● **SET TASK**:
Reproduce the entries below verbatim, starting at the line containing "spot the arched wall niche" and ending at the last line of the entries, and leave out the pictures.

■ ■ ■ ■ ■

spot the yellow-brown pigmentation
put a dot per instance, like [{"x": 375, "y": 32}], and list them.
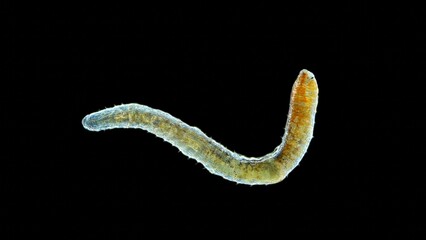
[{"x": 216, "y": 158}]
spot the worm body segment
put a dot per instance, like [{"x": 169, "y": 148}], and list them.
[{"x": 192, "y": 142}]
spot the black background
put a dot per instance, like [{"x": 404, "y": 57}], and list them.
[{"x": 227, "y": 69}]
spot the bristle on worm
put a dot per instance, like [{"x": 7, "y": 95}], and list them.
[{"x": 192, "y": 142}]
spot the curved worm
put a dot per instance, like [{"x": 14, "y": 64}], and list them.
[{"x": 192, "y": 142}]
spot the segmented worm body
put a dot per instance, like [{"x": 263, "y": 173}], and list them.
[{"x": 216, "y": 158}]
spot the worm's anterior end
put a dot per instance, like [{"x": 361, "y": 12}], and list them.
[
  {"x": 309, "y": 75},
  {"x": 89, "y": 123}
]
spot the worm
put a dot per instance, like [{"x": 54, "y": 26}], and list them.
[{"x": 217, "y": 159}]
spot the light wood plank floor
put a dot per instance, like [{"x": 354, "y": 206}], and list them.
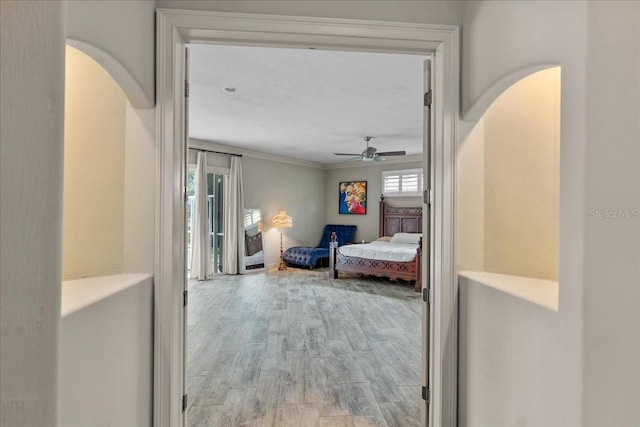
[{"x": 296, "y": 349}]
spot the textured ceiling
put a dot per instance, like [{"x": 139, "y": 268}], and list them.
[{"x": 303, "y": 103}]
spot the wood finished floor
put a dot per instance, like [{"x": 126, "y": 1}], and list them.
[{"x": 296, "y": 349}]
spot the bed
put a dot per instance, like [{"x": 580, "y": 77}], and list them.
[{"x": 366, "y": 260}]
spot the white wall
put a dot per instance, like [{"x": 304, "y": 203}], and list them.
[
  {"x": 106, "y": 351},
  {"x": 611, "y": 314},
  {"x": 432, "y": 12},
  {"x": 31, "y": 156},
  {"x": 470, "y": 201},
  {"x": 139, "y": 190},
  {"x": 120, "y": 36},
  {"x": 368, "y": 224},
  {"x": 300, "y": 190},
  {"x": 507, "y": 365},
  {"x": 502, "y": 41},
  {"x": 94, "y": 157}
]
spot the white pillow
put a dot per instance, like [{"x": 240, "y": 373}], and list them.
[{"x": 406, "y": 238}]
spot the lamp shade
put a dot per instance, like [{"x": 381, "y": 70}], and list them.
[{"x": 281, "y": 220}]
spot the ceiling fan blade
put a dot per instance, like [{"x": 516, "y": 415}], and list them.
[{"x": 392, "y": 153}]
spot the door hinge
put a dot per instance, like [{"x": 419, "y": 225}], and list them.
[
  {"x": 428, "y": 98},
  {"x": 427, "y": 195},
  {"x": 426, "y": 395},
  {"x": 426, "y": 295}
]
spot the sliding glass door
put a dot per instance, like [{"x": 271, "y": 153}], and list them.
[{"x": 215, "y": 197}]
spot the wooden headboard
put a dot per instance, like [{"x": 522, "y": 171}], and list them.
[{"x": 396, "y": 220}]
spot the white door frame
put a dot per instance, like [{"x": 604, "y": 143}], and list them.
[{"x": 174, "y": 29}]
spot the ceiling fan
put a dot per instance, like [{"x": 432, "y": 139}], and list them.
[{"x": 371, "y": 153}]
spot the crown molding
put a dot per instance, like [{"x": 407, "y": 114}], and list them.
[
  {"x": 195, "y": 144},
  {"x": 208, "y": 145},
  {"x": 387, "y": 161}
]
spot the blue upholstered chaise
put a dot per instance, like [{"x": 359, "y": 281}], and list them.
[{"x": 306, "y": 256}]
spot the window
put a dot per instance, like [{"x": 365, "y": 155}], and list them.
[
  {"x": 251, "y": 217},
  {"x": 407, "y": 182}
]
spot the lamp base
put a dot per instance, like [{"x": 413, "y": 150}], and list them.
[{"x": 282, "y": 265}]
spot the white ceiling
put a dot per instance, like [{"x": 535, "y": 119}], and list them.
[{"x": 305, "y": 104}]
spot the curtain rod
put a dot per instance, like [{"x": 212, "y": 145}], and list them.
[{"x": 217, "y": 152}]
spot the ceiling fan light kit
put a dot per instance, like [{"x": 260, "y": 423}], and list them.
[{"x": 371, "y": 153}]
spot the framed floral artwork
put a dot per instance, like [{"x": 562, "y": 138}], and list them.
[{"x": 352, "y": 198}]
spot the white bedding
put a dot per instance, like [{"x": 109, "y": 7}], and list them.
[{"x": 380, "y": 250}]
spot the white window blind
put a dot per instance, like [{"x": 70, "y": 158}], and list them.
[
  {"x": 407, "y": 182},
  {"x": 252, "y": 216}
]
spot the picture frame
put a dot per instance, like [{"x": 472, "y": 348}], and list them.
[{"x": 352, "y": 198}]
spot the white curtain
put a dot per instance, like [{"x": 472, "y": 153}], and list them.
[
  {"x": 201, "y": 239},
  {"x": 234, "y": 220}
]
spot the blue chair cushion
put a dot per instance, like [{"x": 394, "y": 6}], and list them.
[{"x": 307, "y": 256}]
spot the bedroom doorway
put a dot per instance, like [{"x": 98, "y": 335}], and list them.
[{"x": 285, "y": 31}]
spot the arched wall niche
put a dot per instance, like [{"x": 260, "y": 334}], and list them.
[
  {"x": 125, "y": 79},
  {"x": 477, "y": 110},
  {"x": 508, "y": 178},
  {"x": 94, "y": 169}
]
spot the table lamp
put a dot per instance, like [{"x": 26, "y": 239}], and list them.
[{"x": 280, "y": 221}]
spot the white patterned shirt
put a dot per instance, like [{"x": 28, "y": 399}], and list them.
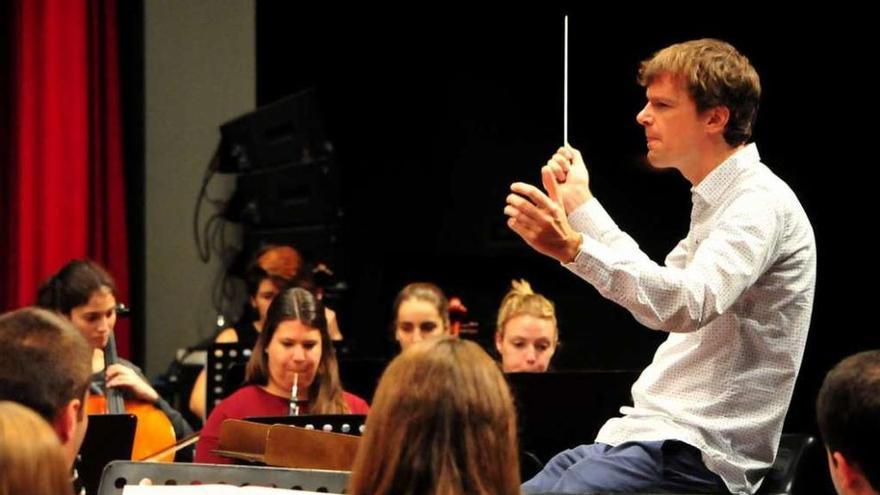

■ ■ ■ ■ ■

● **EXERCISE RESPONSE**:
spot the arched wall niche
put a dot per instance, like [{"x": 260, "y": 334}], and list them.
[
  {"x": 125, "y": 79},
  {"x": 477, "y": 110},
  {"x": 508, "y": 178},
  {"x": 94, "y": 169}
]
spot the table lamp
put a dot per instance, like [{"x": 26, "y": 239}], and list them.
[{"x": 280, "y": 221}]
spot the white patterned shirt
put a dot per instance, like [{"x": 28, "y": 399}], and list them.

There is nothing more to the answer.